## DIRECTIVE 1
According to the exhibition review, where and in what year was "Early American Art" held?
## DIRECTIVE 2
Return the passage of the exhibition review starting with "The high profile" and going on through "rubric of inclusion.", copied word for word.

## EXCERPT PROVIDED

·····

Drossos Skyllas, Wisconsin Ice Cave, 1950, oil on canvas, 24 × 30". From “Outliers and American Vanguard Art.”

“OUTLIERS AND AMERICAN VANGUARD ART” has long been in preparation by Lynne Cooke, former deputy director and chief curator of the Museo Nacional Centro de Arte Reina Sofía in Madrid, who assumed the post of senior curator for special projects in modern art at the NGA during the run-up to the show. Her research has been far-reaching, and the exhibition aims to resolve some of the ambiguities that have bedeviled a category that still bears no agreed-upon name.

Cooke’s title settles for “outliers,” but the exhibition’s advance publicity runs the lexical gamut from “folk” to “self-taught” to “outsider” to “primitive” to “naive” to “visionary,” all terms that were current at various times and places during the twentieth century.One of Cooke’s main organizing principles is to concentrate on landmark exhibitions, beginning with “Early American Art,” held in downtown New York at the Whitney Studio Club (the eponymous museum’s precursor) in 1924, and progressing through the several shows devoted to “modern primitives” organized by Holger Cahill and Alfred H. Barr Jr. in the Museum of Modern Art’s early years, to the pathbreaking “Black Folk Art in America, 1930–1980” at the Corcoran Gallery of Art in Washington, DC, which subsequently went on a two-year tour of the nation.

The high profile gained by the works in “Black Folk Art” stands in contrast to the eclipse that such objects and their makers suffered after the 1940s, when MoMA, for example, divested itself of the strong collections in the folk, primitive, and self-taught categories that had once been its pride. Cooke emphasizes the enthusiastic involvement of the many recognized fine artists who collected and loaned objects to these museum enterprises. A number of them, such as Charles Sheeler and Elie Nadelman, are thus included in the exhibition, accompanied by a roster of more recent luminaries—Betye Saar, Jim Nutt, Senga Nengudi, Cindy Sherman, Mary Heilmann, Jessica Stockholder—judged to be in active dialogue with the perceived outliers, perhaps outliers no more. The ethos of the exhibition is to recast the issues of cultural hierarchy and category under the present-day rubric of inclusion.

Travels to the High Museum of Art, Atlanta, June 24–September 30; Los Angeles County Museum of Art, November 18, 2018–March 18, 2019.

·····

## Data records
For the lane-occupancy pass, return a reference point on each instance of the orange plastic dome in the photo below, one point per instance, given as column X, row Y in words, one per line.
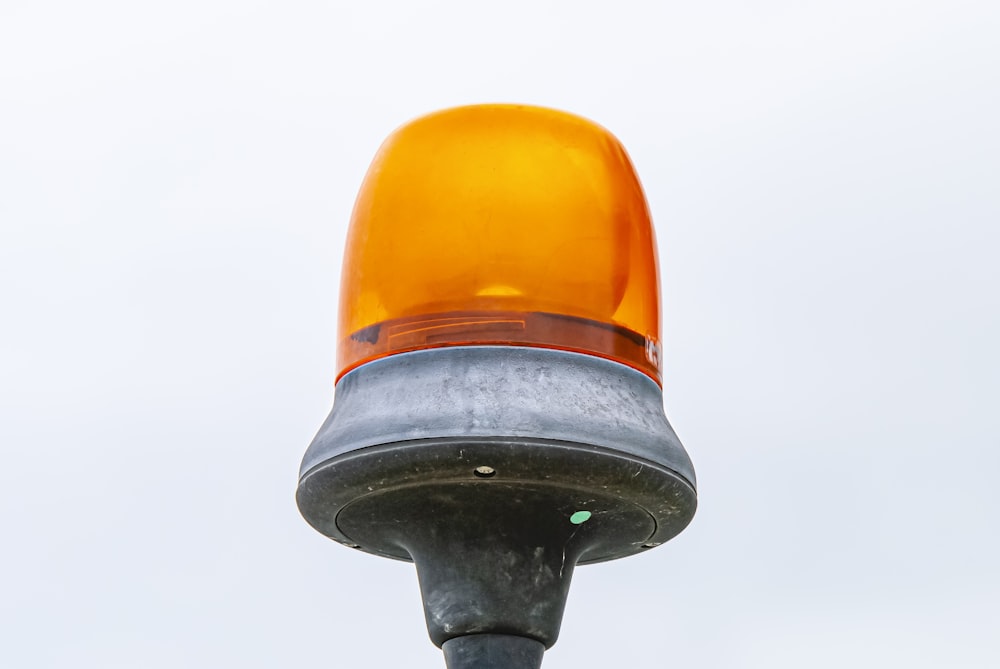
column 501, row 225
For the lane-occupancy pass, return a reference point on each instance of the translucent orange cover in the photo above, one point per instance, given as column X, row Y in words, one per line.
column 501, row 225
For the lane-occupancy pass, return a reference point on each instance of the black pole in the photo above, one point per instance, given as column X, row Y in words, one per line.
column 493, row 651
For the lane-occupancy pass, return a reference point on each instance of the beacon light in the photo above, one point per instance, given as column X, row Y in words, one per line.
column 498, row 415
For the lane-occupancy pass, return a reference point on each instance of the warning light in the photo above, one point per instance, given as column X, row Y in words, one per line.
column 499, row 411
column 501, row 225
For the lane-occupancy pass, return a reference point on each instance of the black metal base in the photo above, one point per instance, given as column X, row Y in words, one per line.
column 493, row 651
column 465, row 479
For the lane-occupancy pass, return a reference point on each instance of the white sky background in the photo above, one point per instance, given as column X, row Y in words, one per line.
column 175, row 182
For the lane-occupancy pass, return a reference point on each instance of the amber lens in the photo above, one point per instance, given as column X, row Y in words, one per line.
column 501, row 225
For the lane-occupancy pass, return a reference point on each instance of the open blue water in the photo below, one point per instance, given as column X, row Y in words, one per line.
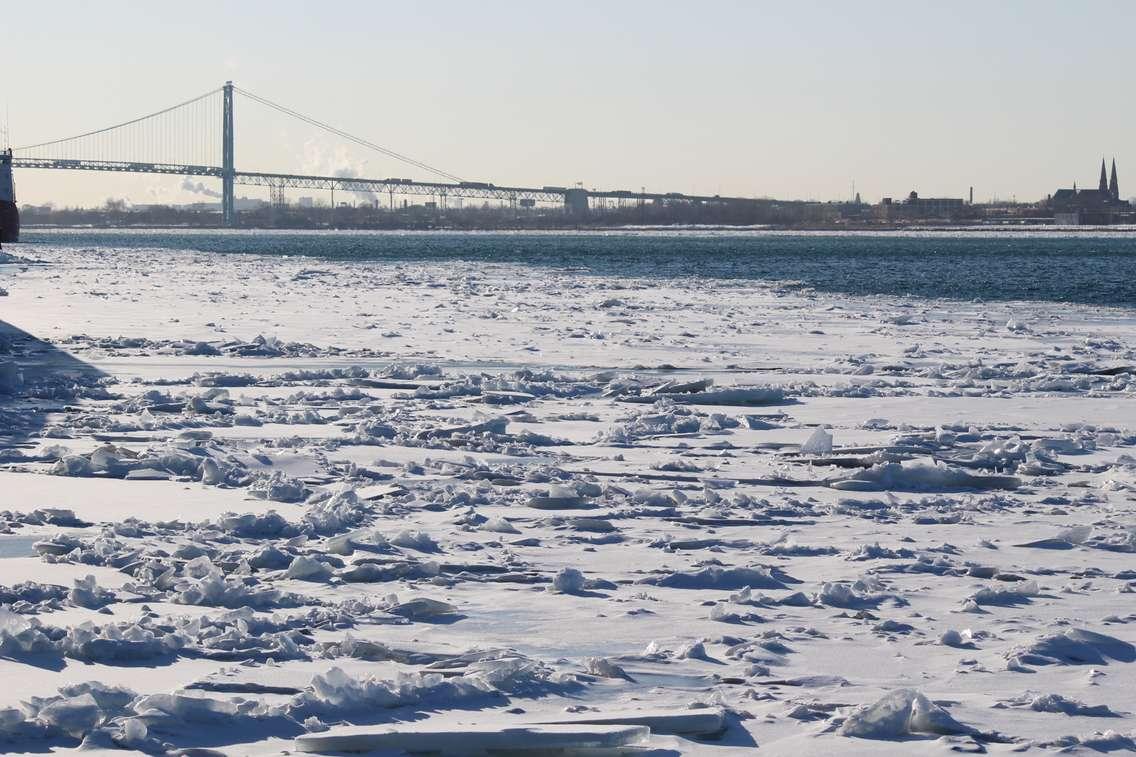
column 1086, row 267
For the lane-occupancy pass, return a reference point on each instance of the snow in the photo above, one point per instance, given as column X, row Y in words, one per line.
column 232, row 525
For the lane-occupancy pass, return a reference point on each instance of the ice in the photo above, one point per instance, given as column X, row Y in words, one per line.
column 1074, row 647
column 819, row 442
column 479, row 740
column 1054, row 703
column 483, row 522
column 899, row 714
column 568, row 581
column 719, row 577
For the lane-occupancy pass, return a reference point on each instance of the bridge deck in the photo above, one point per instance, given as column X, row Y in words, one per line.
column 477, row 190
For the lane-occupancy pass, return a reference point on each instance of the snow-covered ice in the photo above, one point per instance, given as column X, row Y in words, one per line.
column 465, row 507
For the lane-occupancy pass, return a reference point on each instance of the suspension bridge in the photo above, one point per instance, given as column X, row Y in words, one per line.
column 197, row 138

·····

## WRITTEN SOLUTION 1
It was held at the Whitney Studio Club in downtown New York in 1924.

## WRITTEN SOLUTION 2
The high profile gained by the works in “Black Folk Art” stands in contrast to the eclipse that such objects and their makers suffered after the 1940s, when MoMA, for example, divested itself of the strong collections in the folk, primitive, and self-taught categories that had once been its pride. Cooke emphasizes the enthusiastic involvement of the many recognized fine artists who collected and loaned objects to these museum enterprises. A number of them, such as Charles Sheeler and Elie Nadelman, are thus included in the exhibition, accompanied by a roster of more recent luminaries—Betye Saar, Jim Nutt, Senga Nengudi, Cindy Sherman, Mary Heilmann, Jessica Stockholder—judged to be in active dialogue with the perceived outliers, perhaps outliers no more. The ethos of the exhibition is to recast the issues of cultural hierarchy and category under the present-day rubric of inclusion.